Your goal → Show every line of the listing below that contains the string "laptop", copying each one in full.

Location labeling records →
--- Start ---

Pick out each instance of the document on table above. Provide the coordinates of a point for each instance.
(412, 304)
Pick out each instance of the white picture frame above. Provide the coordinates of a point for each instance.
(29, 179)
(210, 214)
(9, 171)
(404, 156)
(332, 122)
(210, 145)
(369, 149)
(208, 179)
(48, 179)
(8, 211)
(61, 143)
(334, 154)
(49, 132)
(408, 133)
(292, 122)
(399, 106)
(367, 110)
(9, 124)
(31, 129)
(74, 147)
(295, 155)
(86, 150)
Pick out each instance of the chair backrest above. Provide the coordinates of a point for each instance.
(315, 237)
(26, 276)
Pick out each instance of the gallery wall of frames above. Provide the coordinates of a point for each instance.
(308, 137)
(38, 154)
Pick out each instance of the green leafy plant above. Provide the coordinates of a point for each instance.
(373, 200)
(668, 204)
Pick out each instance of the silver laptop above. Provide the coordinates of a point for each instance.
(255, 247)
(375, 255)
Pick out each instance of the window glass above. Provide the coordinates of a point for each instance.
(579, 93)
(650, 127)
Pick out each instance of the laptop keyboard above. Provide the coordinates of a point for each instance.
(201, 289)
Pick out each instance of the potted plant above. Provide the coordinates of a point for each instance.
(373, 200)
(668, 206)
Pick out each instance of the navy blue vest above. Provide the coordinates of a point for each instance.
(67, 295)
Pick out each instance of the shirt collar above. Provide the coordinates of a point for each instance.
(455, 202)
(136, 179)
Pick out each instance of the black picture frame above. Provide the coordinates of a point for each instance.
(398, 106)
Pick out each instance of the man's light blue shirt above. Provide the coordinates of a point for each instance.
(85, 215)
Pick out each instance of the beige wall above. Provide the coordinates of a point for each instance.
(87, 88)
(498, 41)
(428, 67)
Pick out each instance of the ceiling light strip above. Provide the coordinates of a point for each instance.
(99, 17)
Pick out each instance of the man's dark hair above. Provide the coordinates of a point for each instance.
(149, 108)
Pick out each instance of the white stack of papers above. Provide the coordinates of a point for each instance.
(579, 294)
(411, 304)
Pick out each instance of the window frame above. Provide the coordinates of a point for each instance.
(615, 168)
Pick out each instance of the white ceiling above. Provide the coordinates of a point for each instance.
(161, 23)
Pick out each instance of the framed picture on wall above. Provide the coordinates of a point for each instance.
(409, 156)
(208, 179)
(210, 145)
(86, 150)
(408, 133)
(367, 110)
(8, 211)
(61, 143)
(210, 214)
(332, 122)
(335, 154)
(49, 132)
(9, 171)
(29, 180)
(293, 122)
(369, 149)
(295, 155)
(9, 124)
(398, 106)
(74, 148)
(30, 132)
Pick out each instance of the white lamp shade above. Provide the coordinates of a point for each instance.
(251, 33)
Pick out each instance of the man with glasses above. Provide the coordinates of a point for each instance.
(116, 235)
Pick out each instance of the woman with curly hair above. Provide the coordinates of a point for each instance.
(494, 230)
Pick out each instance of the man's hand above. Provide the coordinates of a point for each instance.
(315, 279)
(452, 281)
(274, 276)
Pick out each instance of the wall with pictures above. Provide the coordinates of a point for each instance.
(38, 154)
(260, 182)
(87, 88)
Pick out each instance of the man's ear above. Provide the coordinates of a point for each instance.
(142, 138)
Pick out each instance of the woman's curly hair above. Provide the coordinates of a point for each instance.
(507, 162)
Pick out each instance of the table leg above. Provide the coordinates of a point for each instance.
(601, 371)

--- End ---
--- Start ---

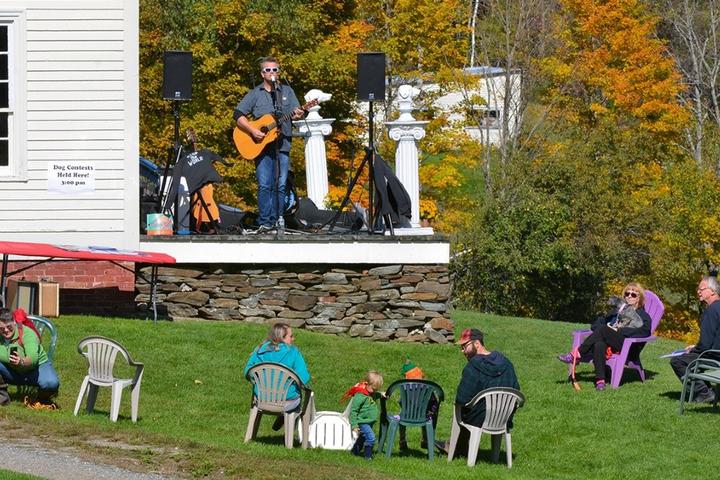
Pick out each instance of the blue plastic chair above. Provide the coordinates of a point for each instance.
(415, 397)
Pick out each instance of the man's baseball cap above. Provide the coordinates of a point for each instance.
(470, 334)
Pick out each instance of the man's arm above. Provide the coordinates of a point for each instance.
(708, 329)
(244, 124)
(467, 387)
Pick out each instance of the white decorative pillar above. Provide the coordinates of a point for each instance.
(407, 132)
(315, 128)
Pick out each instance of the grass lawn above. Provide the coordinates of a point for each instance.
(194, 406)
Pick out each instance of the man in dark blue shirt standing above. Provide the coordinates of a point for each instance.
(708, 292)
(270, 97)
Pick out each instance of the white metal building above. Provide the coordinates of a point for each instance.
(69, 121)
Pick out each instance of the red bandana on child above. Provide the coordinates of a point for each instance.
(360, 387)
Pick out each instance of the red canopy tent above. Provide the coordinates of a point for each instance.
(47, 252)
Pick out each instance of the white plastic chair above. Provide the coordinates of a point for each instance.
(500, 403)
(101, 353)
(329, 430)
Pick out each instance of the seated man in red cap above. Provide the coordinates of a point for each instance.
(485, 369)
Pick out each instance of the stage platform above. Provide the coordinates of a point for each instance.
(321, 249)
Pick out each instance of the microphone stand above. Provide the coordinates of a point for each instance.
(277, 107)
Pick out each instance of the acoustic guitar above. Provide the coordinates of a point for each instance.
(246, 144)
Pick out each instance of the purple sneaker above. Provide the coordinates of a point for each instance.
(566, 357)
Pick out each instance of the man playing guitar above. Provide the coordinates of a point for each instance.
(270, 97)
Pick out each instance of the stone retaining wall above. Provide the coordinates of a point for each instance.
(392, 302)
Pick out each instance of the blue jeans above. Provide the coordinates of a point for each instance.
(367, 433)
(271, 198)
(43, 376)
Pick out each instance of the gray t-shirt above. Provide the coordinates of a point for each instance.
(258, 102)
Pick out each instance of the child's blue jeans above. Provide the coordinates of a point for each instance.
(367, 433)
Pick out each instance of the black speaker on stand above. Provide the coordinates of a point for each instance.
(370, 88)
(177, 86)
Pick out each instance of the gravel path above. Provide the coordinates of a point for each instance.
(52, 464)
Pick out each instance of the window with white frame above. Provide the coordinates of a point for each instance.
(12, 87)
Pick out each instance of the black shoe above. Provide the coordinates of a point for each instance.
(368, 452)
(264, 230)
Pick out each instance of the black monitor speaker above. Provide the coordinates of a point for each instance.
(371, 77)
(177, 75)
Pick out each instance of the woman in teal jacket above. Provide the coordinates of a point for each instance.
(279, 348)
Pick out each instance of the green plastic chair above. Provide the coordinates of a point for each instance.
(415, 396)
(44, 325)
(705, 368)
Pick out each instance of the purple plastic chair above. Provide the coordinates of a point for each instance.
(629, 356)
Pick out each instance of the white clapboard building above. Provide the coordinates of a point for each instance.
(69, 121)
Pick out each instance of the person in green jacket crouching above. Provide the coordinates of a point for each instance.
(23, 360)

--- End ---

Reply →
Pick out each instance of the silver laptop above. Provide the coordinates of a point for each instance.
Pick out each instance of the laptop keyboard above. Provide the coordinates of a point for each instance.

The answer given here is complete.